Start of PROVIDED INFORMATION
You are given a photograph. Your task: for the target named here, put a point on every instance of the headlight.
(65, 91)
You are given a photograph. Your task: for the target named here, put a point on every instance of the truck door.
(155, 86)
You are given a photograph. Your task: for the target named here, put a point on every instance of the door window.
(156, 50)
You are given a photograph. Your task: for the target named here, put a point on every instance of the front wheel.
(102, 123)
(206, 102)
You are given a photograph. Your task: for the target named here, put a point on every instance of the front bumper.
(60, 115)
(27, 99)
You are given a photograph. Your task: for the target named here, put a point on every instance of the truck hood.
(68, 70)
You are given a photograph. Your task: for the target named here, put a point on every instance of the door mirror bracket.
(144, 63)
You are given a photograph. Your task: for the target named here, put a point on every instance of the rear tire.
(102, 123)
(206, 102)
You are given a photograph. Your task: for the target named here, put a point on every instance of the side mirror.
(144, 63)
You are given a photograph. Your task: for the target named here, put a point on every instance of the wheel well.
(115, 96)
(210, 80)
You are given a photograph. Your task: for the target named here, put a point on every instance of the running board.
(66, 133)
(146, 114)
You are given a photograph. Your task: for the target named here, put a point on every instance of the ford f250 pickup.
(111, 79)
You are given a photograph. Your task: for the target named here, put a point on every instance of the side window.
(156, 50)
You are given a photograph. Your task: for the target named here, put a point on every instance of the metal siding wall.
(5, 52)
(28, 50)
End of PROVIDED INFORMATION
**BRIEF**: Return the full listing, character for character.

**ANSWER SECTION**:
You are given a photograph. Your task: for the target named here, put a point on every instance of the headlight.
(65, 91)
You are given a photograph. Your task: for the target named here, put a point on every instance of the truck door.
(155, 86)
You are given a photograph. Your task: for the target named here, put a point on every instance of the door window.
(156, 50)
You are given a photograph. Your task: for the target named here, put a point on every instance of the front wheel.
(102, 123)
(206, 102)
You are given a photograph. Your task: for the target named here, put a point on every instance of the front bumper.
(60, 115)
(27, 99)
You are given a photograph. Your task: for the target named here, put a point on every instance of the truck hood.
(68, 70)
You are given a photograph. Your task: for the target named here, put a point on every instance of the door mirror bracket.
(144, 63)
You are given a photograph. Your task: for the target named here, put a point on every instance of the rear tire.
(102, 123)
(206, 102)
You are given a photograph. Your task: for the target named here, put a point on every instance of the side mirror.
(144, 63)
You are given a photograph. Your task: for the target named here, put a point on every instance of the wheel well.
(115, 96)
(210, 80)
You are given a photograph. Your task: for the target named here, put a point on every instance of the running board.
(66, 133)
(146, 114)
You are given a photograph. Your task: for the target named here, put a point on every instance of the ford f250 pickup.
(111, 79)
You are given a photograph. Your task: for the target named here, put a point on every instance of the side window.
(156, 50)
You are given a photograph. Your task: for the target named here, put a point on every instance of the metal siding wall.
(5, 52)
(28, 50)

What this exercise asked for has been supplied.